== About this task ==
List every line below containing "ground".

======== Records for processing

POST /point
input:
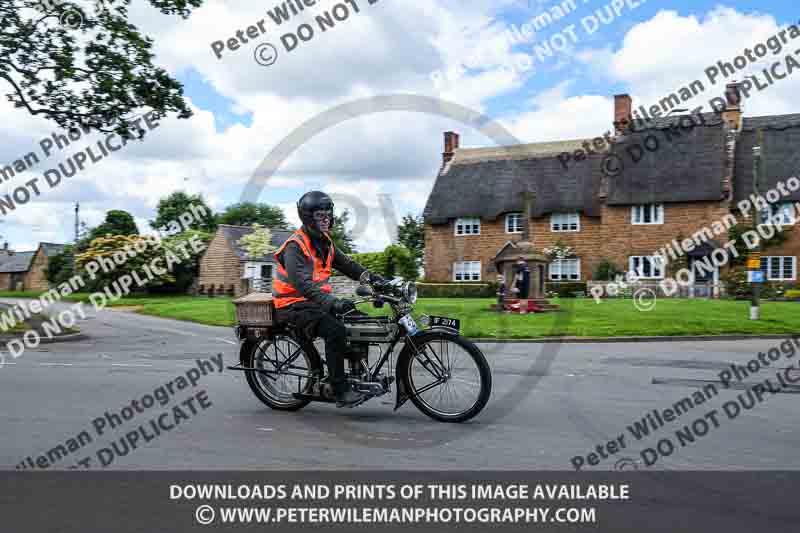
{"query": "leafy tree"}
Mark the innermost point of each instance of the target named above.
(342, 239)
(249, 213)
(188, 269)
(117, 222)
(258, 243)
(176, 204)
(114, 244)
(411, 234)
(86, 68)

================
======== Records for processing

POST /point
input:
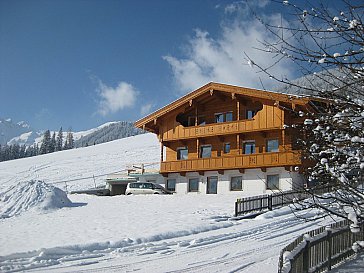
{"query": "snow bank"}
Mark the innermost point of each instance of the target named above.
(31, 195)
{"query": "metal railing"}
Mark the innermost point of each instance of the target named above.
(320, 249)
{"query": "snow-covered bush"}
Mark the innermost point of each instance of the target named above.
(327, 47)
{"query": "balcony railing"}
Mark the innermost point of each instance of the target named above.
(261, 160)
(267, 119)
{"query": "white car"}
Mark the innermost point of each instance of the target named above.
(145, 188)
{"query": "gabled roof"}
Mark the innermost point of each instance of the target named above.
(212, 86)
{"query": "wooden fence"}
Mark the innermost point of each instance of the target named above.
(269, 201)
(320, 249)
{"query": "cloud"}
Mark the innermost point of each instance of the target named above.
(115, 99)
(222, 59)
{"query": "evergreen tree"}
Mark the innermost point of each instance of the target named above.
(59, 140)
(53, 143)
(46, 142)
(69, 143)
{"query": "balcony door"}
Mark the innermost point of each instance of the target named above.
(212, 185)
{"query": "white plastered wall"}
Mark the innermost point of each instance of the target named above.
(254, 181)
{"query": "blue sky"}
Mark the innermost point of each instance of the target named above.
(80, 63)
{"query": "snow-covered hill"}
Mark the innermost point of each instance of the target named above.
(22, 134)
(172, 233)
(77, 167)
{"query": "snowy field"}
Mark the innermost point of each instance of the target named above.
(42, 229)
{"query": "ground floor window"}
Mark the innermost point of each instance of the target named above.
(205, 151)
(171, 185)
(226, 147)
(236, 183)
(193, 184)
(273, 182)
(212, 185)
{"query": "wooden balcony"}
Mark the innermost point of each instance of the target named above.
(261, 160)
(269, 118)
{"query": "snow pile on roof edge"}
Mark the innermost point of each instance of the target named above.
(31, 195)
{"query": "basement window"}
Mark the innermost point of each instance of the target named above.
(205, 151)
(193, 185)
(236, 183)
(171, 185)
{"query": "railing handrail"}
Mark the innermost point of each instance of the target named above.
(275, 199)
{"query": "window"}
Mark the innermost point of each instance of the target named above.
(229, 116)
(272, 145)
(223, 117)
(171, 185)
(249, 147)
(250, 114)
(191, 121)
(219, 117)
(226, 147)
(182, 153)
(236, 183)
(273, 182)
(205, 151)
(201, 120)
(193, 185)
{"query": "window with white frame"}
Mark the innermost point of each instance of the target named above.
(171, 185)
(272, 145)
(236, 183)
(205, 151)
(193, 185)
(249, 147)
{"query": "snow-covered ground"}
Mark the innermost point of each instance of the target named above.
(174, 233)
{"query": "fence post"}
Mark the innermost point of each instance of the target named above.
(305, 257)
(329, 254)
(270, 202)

================

== Solution for this task ==
{"query": "ground floor window"}
{"query": "snow-covered ground"}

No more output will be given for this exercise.